• PROBLEM REQUIREMENTS: Please reproduce the lines of the records below from the one holding "of the crowd" through the one holding "of the beige", inclusive, skipping all pictures.

• TASK INPUTS:
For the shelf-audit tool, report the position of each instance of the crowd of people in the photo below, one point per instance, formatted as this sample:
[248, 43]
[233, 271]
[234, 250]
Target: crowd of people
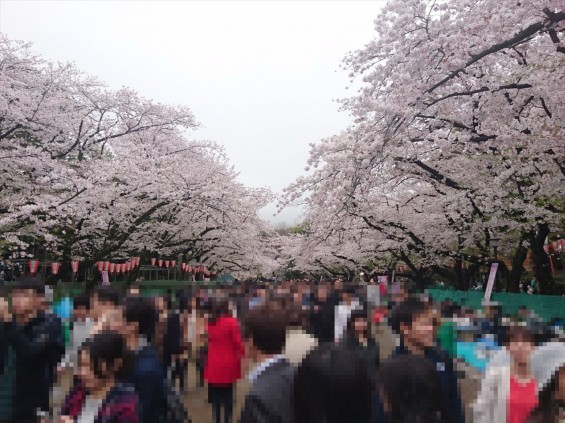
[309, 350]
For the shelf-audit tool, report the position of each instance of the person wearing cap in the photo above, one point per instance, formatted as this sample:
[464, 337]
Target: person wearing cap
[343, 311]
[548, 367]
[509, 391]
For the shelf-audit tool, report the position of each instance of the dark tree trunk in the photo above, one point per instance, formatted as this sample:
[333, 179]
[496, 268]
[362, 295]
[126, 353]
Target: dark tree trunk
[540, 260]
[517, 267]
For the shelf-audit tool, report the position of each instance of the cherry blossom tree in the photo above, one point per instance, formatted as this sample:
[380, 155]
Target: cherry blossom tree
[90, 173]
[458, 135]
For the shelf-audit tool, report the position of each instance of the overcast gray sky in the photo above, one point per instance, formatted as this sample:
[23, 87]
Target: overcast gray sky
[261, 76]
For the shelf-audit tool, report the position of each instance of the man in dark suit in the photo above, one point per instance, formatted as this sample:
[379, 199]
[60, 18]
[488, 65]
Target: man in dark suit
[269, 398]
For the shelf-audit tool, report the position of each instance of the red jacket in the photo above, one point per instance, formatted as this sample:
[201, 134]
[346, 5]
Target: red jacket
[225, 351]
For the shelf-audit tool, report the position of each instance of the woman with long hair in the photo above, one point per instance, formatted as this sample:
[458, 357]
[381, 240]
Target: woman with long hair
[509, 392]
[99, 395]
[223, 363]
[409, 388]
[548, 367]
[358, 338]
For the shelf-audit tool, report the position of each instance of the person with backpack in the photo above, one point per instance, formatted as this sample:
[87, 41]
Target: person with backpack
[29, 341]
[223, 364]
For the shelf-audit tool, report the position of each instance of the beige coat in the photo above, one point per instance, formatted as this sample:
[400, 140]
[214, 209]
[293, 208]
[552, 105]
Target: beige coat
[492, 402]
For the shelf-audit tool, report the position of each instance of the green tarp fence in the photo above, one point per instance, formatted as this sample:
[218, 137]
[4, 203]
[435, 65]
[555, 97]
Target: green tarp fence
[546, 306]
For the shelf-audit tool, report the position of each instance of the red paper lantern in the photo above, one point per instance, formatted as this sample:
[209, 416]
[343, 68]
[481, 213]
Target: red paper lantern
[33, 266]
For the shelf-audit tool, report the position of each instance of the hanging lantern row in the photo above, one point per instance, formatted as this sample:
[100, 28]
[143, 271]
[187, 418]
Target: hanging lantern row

* * *

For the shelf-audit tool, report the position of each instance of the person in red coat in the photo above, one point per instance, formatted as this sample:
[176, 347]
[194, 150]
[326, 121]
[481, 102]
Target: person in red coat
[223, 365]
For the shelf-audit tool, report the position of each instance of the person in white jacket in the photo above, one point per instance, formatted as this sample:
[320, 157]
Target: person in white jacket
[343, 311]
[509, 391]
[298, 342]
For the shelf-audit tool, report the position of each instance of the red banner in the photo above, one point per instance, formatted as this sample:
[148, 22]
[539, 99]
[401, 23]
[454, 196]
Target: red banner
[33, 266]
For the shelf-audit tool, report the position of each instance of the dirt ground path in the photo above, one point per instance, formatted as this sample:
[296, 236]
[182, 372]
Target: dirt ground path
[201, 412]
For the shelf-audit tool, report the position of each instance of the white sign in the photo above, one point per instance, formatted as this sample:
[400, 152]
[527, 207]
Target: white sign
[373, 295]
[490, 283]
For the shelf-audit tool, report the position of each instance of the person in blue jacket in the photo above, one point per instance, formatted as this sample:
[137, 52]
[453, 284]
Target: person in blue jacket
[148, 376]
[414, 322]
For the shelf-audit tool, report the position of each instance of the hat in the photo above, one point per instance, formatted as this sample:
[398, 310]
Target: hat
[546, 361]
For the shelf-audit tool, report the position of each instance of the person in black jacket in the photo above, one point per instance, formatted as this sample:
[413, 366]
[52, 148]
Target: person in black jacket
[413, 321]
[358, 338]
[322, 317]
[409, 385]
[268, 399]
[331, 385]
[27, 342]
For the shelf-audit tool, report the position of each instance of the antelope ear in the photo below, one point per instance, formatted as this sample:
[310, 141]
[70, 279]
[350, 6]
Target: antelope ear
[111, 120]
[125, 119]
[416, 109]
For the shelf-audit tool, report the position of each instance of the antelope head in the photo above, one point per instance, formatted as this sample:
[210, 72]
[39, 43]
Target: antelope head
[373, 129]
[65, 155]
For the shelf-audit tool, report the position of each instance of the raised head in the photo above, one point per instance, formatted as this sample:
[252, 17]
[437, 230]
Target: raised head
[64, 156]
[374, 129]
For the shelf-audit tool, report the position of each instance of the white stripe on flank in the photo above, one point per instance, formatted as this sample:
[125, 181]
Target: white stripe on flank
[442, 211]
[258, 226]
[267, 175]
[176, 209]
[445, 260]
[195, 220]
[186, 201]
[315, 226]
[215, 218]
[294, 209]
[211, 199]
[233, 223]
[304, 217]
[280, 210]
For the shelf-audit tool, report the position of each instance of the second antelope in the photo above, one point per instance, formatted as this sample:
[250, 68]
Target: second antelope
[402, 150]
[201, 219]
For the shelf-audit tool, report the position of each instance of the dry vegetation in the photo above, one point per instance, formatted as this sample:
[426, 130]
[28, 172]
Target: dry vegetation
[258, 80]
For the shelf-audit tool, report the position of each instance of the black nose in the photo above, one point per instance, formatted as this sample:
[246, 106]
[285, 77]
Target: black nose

---

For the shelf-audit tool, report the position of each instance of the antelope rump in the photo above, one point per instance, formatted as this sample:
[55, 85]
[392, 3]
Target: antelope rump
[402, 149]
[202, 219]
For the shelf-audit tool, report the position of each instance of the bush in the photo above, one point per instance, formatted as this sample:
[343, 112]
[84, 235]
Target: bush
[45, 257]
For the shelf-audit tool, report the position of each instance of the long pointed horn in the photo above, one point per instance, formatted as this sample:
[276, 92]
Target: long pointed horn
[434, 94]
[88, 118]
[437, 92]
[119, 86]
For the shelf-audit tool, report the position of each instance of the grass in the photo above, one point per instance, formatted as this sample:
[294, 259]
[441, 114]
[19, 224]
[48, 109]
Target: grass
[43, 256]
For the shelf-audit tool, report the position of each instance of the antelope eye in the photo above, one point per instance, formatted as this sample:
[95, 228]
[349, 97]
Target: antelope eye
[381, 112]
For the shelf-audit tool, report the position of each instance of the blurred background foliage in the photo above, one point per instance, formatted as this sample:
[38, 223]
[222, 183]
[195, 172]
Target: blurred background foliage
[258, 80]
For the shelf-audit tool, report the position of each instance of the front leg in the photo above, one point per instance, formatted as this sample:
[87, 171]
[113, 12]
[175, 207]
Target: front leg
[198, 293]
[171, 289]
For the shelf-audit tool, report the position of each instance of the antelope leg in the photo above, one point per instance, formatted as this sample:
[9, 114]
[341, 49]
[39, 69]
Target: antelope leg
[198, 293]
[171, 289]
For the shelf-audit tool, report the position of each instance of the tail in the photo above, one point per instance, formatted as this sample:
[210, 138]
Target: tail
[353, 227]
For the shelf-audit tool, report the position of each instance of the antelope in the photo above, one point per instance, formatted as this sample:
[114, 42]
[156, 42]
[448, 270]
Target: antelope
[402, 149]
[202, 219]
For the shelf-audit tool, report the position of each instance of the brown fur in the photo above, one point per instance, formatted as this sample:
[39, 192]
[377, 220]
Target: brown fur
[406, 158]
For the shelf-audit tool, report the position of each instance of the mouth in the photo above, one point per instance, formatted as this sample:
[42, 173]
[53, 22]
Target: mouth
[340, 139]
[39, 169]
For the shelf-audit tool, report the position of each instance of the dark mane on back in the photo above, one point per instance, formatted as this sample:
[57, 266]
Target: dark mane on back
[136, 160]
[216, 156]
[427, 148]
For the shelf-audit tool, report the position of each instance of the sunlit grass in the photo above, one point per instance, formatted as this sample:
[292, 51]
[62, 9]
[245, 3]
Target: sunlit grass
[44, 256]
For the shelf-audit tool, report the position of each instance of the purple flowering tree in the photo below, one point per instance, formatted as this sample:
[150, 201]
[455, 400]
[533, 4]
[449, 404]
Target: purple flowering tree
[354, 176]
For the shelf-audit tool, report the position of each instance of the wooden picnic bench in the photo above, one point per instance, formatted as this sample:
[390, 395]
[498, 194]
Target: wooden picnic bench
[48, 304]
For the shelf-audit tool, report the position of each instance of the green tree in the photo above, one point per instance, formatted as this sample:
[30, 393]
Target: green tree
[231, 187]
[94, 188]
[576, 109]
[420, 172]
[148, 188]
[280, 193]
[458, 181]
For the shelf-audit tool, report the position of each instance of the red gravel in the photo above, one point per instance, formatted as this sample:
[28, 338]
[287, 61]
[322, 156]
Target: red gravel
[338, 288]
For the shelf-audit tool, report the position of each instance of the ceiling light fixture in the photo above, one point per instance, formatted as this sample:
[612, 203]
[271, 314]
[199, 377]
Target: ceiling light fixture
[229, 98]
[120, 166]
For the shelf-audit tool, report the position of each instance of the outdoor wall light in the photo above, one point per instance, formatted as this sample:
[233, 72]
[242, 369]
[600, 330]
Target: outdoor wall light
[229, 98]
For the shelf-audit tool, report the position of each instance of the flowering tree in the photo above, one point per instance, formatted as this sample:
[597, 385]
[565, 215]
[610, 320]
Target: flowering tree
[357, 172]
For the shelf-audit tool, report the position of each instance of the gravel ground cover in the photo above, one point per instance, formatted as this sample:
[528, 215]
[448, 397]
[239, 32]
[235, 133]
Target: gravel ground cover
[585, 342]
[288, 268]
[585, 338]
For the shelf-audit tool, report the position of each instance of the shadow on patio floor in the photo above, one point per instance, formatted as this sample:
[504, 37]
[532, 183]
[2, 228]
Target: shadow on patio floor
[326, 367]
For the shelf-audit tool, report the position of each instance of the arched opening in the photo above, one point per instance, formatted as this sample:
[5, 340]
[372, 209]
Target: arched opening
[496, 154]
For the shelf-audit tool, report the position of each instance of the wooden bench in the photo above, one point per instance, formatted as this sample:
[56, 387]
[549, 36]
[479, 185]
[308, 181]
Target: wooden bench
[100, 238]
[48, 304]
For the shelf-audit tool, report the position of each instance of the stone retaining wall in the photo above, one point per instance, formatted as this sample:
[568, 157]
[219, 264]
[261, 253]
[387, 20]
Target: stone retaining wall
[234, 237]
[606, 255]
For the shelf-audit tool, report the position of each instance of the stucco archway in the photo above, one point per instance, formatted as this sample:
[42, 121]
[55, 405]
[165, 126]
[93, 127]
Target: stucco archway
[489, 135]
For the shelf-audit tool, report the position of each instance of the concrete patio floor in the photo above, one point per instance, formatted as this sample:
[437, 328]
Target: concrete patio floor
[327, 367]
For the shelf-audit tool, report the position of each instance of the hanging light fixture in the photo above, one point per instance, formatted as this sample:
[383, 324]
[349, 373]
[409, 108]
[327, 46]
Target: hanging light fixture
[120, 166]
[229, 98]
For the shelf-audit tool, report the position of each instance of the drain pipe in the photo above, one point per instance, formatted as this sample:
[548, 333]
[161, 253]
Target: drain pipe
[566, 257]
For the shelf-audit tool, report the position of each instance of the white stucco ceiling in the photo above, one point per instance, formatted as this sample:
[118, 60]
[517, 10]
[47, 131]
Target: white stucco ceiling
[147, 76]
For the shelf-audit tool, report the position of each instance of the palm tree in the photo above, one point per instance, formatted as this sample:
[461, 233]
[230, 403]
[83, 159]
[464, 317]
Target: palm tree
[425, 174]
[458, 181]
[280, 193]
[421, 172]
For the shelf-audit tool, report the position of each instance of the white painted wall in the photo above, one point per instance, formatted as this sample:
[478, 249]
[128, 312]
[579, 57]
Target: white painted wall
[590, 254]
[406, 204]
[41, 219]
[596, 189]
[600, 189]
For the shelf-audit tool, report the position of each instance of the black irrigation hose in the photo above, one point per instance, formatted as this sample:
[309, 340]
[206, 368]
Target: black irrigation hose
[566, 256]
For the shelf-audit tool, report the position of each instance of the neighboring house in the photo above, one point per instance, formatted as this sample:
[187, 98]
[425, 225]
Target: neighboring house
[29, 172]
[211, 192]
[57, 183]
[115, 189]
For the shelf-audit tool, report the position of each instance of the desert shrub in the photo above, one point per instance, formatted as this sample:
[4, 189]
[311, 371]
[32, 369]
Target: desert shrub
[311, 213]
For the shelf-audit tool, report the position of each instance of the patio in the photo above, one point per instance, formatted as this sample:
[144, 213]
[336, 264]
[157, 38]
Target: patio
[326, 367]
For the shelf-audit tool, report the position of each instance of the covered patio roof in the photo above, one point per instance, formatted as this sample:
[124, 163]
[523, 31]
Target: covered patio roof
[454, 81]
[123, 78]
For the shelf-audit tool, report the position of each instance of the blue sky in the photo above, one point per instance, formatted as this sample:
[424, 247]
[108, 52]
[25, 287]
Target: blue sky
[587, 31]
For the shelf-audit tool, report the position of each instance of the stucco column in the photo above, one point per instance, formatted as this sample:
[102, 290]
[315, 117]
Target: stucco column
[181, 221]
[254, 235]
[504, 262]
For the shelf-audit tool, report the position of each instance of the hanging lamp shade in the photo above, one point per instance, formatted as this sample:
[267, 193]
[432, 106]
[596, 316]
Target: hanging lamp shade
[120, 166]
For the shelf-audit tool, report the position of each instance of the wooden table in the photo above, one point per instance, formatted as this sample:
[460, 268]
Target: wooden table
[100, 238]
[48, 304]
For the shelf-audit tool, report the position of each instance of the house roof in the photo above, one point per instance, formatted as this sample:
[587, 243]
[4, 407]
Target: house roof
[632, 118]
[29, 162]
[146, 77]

• REPLY TO THE TASK:
For the shelf-audit tool, report the position of each instance of the crowd of people in the photo below, one point per instance, formatted as this sample:
[248, 43]
[233, 271]
[234, 250]
Target: crowd of people
[309, 350]
For the shelf-audit tool, report the position of each instance of the person wearing cap in the photo above, one point per instance, formatted as this sample:
[464, 337]
Target: person wearing cap
[343, 311]
[548, 367]
[509, 391]
For the shelf-audit tool, report the position of each instance of the dark tree trunk in the photo above, one point per instance, formatted as this sample:
[333, 179]
[496, 268]
[362, 295]
[126, 353]
Target: dark tree trunk
[540, 260]
[517, 267]
For the shelf-audit tool, report the position of each instance of the cherry blossom tree in the photo above, one point per instance, formatted as this sample:
[380, 155]
Target: cherry blossom tree
[90, 173]
[458, 135]
For the shelf-audit tool, report the position of each instance of the overcast gray sky in the photo above, one point per instance, formatted as this sample:
[23, 87]
Target: overcast gray sky
[261, 76]
For the shelf-audit tool, report the position of each instance of the man in dark suit in the photo above, one point per instance, formatted as this sample:
[379, 199]
[60, 18]
[488, 65]
Target: man in dark suit
[269, 398]
For the shelf-audit tool, report the position of each instance of the red jacket in the photo above, one point per instance, formatted as this sample:
[201, 134]
[346, 5]
Target: red jacket
[225, 351]
For the shelf-audit tool, report the position of each instance of the woman with long hair in the photo above, one point per instance, formatted as this sample:
[458, 357]
[381, 240]
Target: woman with long hair
[509, 392]
[99, 395]
[223, 363]
[409, 388]
[548, 367]
[358, 338]
For the shelf-audit tool, report the position of each instance of the person with backpack in the photo above, one point per instance, formatted as this sample:
[87, 41]
Target: person with backpack
[29, 341]
[223, 364]
For the shelf-audit tool, report the position of each instance of the beige coat in the photo above, one point per instance, formatted as this sample:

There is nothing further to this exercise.